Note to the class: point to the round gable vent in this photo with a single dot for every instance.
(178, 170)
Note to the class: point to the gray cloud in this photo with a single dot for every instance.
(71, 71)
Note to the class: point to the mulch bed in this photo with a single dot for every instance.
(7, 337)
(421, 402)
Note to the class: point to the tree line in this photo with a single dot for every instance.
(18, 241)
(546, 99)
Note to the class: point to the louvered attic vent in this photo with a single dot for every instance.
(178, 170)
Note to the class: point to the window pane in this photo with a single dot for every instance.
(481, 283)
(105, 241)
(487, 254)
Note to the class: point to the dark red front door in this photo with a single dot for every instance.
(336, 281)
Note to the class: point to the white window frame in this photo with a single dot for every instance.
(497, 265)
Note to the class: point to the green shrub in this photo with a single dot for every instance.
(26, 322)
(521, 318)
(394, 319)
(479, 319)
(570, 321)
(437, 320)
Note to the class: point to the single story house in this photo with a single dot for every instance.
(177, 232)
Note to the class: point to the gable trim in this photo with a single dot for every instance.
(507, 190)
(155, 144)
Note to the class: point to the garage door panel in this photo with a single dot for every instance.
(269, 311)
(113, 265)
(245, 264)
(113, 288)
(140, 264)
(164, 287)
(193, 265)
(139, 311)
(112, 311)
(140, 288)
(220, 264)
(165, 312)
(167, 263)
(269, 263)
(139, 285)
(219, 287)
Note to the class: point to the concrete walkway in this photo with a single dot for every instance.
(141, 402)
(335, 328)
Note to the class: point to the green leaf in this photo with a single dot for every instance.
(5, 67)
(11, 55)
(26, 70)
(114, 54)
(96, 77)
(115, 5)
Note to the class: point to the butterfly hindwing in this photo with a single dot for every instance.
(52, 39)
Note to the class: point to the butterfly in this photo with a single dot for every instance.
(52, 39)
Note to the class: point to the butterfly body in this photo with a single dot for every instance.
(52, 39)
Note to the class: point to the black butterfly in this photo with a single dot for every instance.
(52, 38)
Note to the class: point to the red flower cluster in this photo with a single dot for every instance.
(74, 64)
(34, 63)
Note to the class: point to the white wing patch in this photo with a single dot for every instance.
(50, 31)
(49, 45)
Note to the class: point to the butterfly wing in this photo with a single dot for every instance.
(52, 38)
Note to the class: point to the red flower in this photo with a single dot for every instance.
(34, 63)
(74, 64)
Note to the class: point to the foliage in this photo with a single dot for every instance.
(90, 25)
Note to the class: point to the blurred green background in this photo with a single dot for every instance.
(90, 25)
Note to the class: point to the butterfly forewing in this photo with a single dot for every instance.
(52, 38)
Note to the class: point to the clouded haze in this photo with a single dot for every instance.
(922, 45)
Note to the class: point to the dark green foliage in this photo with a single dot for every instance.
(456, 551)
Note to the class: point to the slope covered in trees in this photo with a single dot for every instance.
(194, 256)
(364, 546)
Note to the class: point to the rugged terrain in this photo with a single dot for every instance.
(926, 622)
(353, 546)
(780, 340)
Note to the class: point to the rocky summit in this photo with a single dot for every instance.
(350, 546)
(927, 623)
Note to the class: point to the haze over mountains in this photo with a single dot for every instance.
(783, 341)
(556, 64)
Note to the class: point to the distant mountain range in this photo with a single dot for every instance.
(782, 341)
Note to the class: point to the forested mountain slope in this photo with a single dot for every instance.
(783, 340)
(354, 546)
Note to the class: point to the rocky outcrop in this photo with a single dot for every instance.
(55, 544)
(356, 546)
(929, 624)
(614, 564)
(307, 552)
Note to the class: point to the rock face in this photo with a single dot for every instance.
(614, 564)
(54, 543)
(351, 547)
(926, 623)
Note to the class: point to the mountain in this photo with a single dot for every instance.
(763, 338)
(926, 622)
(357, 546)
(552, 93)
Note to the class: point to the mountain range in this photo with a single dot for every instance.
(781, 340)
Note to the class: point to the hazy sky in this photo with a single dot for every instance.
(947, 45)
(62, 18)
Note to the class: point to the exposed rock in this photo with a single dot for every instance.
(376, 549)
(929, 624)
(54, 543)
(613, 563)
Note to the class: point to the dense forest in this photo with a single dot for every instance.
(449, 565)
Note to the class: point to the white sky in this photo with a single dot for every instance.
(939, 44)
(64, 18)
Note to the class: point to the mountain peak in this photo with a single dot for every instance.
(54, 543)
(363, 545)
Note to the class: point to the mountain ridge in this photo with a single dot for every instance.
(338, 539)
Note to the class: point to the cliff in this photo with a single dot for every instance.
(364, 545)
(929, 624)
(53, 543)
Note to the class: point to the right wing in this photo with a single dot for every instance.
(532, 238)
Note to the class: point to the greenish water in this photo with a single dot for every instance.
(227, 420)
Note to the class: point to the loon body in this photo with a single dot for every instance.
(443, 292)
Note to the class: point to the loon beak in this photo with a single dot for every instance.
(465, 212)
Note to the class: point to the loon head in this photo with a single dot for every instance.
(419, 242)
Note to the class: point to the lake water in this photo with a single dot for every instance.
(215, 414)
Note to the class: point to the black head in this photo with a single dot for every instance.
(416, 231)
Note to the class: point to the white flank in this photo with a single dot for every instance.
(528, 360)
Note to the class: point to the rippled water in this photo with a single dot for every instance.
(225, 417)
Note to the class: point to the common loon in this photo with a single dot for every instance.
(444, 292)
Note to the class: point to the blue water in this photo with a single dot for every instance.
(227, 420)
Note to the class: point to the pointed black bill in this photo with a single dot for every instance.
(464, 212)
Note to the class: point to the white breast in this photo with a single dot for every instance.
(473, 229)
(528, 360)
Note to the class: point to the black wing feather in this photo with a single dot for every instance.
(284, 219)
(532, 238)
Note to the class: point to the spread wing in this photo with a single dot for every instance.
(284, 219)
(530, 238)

> _DIRECTIVE_
Write out exactly the final stretch of the records: the line containing "Note to the class: point to the mountain ridge" and every line after it, through the last, and nothing else.

> _THE OUTPUT_
Note to the class: point to the mountain ridge in this photo with a single dot for every instance.
(338, 539)
Note to the class: point to the cliff in this photo with a single dot for every instance.
(364, 545)
(929, 624)
(53, 543)
Note to the class: point to the right wing in this photo with a single dot for every instance.
(532, 238)
Note to the class: point to the greenish water in this photo with a single dot for every instance.
(227, 420)
Note to the class: point to the loon body in this photo with a single dot for every instance.
(443, 292)
Note to the class: point to the loon beak in this photo with a single dot for every instance.
(465, 212)
Note to the class: point to the loon head in this photo with a single dot for every instance.
(419, 242)
Note to the class: point to the lake water in this photo with a single dot for every instance.
(215, 414)
Note to the class: point to the black head in this photo with a single dot for every instance.
(416, 231)
Note to the class: point to the white flank in this photo with a single dot for every instance.
(528, 360)
Note to the class: point to the rippled water in this photo with a single dot for every instance.
(225, 417)
Note to the class: point to the common loon in this photo with a single dot for every instance.
(444, 292)
Note to the class: point to the blue water in this photo with a single dot for every instance.
(227, 420)
Note to the class: point to the pointed black bill in this photo with a single dot for every instance.
(464, 212)
Note to the class: point to the white breast in this photo with a single dot for every instance.
(473, 229)
(528, 360)
Note to the class: point to the black wing feather in this photo with a single dot for every instance.
(284, 219)
(532, 238)
Note to the class: point to the spread wing in this photo with a single dot for every instance.
(284, 219)
(530, 238)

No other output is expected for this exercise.